To be done:
1 - Name every two-body problem solution method that the two-body problems text says it will cover.
2 - Repeat word for word the part of the two-body problems text starting at "The problem: given" up to and including "by \(\Delta \theta\).".

Excerpted passage:
================

Contents

Two-body problems

This module covers solution methods for two-body problems in the perifocal frame: given some information about an orbit, how can we find the new position and velocity after some change in true anomaly or after some time?

This will cover two-body problem solutions using Lagrange coefficients, Kepler problems (involving time), the Kepler problem with universal variables, and solving the orbital equation of motion numerically from initial conditions.

import numpy as np
%matplotlib inline
from matplotlib import pyplot as plt

# these lines are only for helping improve the display
from IPython.display import set_matplotlib_formats
set_matplotlib_formats('pdf', 'png')
plt.rcParams['figure.dpi']= 150
plt.rcParams['savefig.dpi'] = 150

Two-body problems in perifocal frame

The problem: given the initial position vector \(\vec{r}_0\) and initial velocity vector \(\vec{v}_0\) (the state vectors), known at some instant in time, find the new state vectors \(\vec{r}\) and \(\vec{v}\) after the true anomaly changes by \(\Delta \theta\).

Two-body problem diagram

Fig. 3 Diagram of two-body problem with state vectors.

Since the state vectors \(\vec{r}\) and \(\vec{v}\) will always remain in the same two-dimensional plane, they must be able to be expressed as linear combinations of \(\vec{r}_0\) and \(\vec{v}_0\):

\[\begin{split} \begin{align} \vec{r} &= f \vec{r}_0 + g \vec{v}_0 \\ \vec{v} &= \dot{f} \vec{r}_0 + \dot{g} \vec{v}_0 \;, \end{align} \end{split}\]

where \(f, g, \dot{f}, \dot{g}\) are the Lagrange coefficients, which are constant scalars.

================

Items:
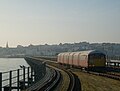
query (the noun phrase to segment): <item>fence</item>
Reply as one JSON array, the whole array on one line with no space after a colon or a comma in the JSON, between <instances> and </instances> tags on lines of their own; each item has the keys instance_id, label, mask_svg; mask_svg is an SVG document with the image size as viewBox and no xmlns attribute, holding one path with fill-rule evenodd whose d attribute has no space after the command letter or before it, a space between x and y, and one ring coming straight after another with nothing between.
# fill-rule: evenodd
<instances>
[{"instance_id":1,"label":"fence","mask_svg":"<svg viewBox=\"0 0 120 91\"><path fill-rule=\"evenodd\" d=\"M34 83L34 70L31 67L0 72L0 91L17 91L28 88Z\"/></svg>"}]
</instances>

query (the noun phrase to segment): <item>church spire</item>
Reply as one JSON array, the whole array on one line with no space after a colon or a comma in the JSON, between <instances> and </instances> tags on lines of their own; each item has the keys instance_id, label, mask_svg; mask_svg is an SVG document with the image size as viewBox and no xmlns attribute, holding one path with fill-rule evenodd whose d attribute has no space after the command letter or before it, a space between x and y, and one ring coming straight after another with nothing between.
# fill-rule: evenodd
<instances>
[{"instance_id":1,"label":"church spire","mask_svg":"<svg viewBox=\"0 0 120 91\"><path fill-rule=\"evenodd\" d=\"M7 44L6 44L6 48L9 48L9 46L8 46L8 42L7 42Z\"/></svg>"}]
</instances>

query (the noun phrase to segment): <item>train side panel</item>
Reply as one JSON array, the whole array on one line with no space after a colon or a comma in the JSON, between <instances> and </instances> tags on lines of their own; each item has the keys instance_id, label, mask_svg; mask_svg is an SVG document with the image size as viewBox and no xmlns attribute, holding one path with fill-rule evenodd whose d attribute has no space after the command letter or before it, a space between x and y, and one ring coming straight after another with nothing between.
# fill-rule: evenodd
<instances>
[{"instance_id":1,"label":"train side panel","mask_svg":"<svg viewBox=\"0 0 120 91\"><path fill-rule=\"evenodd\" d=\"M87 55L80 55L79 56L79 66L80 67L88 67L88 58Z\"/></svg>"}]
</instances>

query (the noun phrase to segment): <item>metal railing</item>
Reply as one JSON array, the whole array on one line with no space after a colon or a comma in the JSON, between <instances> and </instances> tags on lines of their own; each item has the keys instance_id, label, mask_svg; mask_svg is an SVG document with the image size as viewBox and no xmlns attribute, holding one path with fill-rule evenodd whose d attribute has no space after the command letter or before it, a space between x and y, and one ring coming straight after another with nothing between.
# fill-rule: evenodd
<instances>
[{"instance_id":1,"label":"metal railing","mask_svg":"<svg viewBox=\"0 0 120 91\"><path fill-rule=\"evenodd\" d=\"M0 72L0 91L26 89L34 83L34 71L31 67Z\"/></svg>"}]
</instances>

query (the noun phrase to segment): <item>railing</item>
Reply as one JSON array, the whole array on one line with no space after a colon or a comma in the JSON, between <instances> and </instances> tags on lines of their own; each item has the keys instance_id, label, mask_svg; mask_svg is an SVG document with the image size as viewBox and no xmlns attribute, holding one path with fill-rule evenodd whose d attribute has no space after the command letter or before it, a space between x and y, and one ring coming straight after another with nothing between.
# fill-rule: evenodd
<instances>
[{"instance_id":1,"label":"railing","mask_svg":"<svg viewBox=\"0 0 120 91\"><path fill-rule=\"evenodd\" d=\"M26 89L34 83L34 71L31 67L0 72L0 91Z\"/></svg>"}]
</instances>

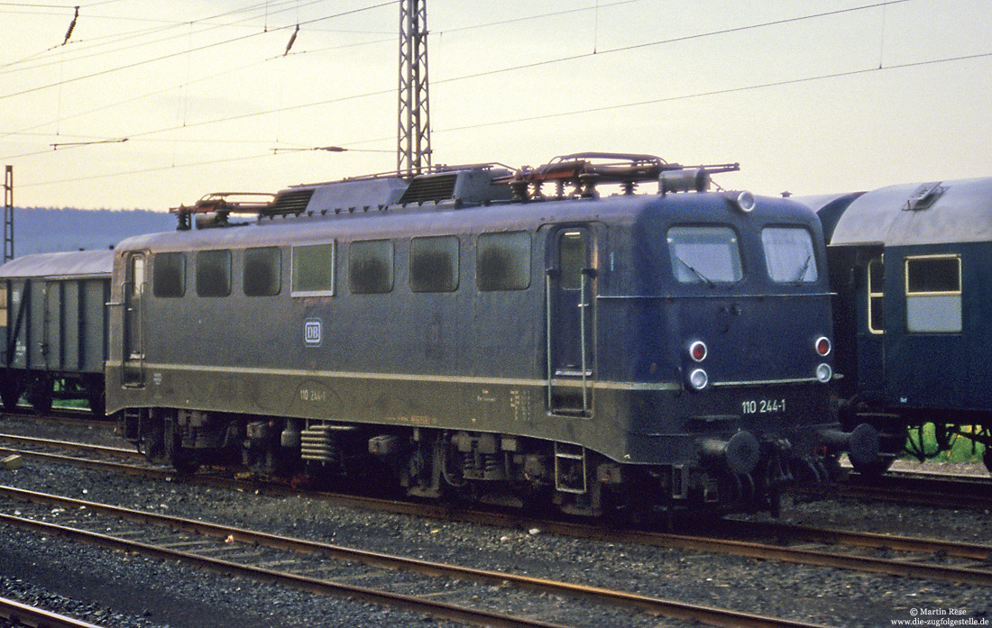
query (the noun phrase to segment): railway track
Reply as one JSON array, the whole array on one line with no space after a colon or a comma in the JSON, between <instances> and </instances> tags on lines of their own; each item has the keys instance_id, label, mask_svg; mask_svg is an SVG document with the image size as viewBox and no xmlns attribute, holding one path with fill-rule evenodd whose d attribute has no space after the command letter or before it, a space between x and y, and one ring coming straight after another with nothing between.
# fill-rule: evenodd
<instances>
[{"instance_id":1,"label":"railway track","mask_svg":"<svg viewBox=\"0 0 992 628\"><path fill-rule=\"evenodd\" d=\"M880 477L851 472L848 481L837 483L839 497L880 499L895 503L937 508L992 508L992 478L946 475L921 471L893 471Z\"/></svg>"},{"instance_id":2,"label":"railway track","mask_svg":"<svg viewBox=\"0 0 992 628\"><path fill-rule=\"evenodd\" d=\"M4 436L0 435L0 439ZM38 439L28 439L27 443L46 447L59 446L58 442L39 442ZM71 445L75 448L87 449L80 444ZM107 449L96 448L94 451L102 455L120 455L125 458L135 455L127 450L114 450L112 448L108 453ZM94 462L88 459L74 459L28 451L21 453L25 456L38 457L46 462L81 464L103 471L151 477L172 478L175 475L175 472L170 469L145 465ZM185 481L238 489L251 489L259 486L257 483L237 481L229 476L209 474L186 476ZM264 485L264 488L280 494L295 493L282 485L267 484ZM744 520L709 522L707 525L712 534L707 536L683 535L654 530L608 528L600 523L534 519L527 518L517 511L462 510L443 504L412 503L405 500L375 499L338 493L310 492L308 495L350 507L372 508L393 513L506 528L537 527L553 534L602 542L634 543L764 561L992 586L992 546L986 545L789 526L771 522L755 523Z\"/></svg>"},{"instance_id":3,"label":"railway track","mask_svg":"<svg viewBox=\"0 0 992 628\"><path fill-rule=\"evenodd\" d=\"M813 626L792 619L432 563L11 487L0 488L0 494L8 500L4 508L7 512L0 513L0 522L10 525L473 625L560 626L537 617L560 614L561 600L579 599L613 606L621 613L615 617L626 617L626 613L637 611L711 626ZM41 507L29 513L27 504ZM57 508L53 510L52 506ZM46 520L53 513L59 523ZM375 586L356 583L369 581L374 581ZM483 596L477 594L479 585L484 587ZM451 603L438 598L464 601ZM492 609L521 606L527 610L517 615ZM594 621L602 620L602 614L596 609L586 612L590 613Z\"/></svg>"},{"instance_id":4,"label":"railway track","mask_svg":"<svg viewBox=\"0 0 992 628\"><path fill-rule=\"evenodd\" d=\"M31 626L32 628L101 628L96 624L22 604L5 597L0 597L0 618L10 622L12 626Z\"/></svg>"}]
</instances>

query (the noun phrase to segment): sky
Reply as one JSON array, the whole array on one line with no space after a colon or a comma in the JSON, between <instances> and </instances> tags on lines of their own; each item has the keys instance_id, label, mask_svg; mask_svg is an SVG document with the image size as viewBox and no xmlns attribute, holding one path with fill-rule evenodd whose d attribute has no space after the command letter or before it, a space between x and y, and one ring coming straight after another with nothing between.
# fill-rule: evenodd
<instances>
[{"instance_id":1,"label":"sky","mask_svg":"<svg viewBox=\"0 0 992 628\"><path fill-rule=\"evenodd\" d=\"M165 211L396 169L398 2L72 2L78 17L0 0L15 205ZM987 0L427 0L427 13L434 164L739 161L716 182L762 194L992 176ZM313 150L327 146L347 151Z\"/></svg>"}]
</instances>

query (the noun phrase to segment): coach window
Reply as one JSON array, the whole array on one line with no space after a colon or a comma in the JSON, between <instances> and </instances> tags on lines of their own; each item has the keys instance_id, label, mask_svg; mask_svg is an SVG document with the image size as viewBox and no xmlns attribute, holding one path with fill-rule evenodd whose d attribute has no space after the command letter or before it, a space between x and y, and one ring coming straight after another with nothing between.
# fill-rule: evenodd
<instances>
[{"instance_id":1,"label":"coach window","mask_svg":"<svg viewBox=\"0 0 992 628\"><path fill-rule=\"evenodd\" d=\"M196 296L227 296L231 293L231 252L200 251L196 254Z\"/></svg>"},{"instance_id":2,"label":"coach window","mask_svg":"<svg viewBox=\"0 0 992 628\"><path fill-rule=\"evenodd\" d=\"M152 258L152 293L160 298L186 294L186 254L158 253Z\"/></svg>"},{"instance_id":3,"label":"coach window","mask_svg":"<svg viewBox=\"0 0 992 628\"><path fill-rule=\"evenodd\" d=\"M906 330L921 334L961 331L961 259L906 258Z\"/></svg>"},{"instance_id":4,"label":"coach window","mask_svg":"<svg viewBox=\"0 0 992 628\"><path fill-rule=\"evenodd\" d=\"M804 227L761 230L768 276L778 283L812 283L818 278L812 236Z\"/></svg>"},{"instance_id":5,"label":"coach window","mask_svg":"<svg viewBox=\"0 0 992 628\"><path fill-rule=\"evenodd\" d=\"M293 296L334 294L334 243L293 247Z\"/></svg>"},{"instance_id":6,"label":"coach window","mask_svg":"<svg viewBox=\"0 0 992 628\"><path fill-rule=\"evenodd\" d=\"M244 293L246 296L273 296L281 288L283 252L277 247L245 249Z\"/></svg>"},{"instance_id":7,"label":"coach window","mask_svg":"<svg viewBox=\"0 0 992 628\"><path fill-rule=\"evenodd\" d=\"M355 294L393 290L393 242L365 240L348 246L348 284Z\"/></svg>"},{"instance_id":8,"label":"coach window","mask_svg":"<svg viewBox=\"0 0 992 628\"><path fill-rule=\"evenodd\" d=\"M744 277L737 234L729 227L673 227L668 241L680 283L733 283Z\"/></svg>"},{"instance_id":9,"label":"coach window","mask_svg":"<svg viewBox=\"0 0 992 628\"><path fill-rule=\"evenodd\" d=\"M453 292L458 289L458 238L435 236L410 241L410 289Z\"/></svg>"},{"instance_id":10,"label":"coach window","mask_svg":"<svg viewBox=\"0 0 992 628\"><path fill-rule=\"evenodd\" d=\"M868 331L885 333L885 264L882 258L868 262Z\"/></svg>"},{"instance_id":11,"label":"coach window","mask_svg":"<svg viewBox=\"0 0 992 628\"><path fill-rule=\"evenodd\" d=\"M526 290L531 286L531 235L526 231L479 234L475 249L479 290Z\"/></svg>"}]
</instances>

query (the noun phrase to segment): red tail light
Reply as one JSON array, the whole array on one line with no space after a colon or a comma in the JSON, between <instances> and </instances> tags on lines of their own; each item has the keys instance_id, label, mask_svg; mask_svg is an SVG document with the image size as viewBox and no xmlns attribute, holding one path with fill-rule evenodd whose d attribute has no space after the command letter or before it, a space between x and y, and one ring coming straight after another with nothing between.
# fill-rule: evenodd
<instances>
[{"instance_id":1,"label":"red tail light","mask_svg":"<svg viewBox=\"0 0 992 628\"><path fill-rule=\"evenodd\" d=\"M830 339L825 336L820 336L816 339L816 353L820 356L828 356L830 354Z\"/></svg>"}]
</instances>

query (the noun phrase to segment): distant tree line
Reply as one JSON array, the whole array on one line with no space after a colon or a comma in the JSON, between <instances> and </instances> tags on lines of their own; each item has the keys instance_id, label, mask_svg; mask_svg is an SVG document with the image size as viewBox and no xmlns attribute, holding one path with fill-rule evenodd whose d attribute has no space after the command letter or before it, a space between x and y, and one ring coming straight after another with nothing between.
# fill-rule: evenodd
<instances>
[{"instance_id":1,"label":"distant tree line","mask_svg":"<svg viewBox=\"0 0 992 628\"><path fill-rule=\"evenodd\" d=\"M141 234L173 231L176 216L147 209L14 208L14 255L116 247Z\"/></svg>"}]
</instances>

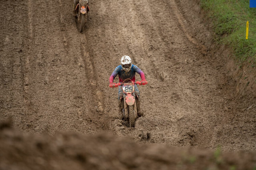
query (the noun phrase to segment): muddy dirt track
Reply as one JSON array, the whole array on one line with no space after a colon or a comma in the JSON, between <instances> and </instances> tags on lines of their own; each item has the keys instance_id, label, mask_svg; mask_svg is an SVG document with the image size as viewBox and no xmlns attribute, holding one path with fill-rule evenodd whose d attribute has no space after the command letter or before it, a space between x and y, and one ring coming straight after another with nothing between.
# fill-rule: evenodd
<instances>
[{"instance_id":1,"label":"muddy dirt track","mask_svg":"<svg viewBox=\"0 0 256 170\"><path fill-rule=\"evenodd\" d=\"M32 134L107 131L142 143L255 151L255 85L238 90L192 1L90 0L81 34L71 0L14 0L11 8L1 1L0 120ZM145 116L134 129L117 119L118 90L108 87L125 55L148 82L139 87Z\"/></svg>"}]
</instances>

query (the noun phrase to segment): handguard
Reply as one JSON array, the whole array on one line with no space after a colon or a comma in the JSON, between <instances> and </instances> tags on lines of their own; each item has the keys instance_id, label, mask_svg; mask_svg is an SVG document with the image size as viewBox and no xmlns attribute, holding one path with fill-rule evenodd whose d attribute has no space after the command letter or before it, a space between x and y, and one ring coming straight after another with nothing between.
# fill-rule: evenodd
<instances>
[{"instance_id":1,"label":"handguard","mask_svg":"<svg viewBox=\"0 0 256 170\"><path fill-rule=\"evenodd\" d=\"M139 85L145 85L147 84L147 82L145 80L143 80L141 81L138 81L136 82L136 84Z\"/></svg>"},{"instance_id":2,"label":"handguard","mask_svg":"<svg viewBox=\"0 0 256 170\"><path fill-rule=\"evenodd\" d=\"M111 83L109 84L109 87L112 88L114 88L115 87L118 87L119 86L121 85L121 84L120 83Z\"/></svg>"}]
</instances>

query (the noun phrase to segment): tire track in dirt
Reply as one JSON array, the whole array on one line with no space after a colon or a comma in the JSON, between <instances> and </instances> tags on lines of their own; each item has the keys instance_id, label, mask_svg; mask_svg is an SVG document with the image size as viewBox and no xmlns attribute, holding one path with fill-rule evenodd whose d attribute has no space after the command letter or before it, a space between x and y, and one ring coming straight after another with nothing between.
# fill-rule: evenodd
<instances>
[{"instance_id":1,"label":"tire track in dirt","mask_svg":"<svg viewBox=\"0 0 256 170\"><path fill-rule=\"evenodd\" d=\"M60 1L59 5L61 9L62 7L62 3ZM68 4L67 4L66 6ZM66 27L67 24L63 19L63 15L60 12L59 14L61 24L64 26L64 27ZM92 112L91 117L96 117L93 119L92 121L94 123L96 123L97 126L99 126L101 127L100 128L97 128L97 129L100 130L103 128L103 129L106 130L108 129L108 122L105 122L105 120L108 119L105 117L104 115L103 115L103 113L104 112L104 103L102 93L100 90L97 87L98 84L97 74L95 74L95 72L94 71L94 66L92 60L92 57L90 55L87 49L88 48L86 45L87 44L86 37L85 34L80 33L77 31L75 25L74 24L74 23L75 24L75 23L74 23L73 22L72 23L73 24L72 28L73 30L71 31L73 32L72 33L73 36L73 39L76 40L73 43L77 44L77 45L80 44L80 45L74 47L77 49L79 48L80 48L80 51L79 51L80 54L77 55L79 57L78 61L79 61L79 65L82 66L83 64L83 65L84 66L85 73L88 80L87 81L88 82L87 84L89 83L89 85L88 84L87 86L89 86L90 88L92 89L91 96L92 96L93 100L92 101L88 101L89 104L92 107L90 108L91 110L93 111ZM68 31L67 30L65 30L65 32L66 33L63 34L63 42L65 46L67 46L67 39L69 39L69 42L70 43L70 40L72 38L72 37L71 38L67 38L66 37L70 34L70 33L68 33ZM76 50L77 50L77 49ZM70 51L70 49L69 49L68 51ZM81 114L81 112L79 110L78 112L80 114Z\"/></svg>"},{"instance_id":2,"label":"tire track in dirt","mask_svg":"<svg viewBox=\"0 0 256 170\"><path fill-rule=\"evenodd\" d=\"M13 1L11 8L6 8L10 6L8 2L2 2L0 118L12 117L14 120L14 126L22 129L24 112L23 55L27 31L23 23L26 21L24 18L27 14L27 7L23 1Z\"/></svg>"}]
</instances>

================

The replies:
1 -
- Lagrange coefficients
- Kepler problems (involving time)
- The Kepler problem with universal variables
- Solving the orbital equation of motion numerically from initial conditions

2 -
The problem: given the initial position vector \(\vec{r}_0\) and initial velocity vector \(\vec{v}_0\) (the state vectors), known at some instant in time, find the new state vectors \(\vec{r}\) and \(\vec{v}\) after the true anomaly changes by \(\Delta \theta\).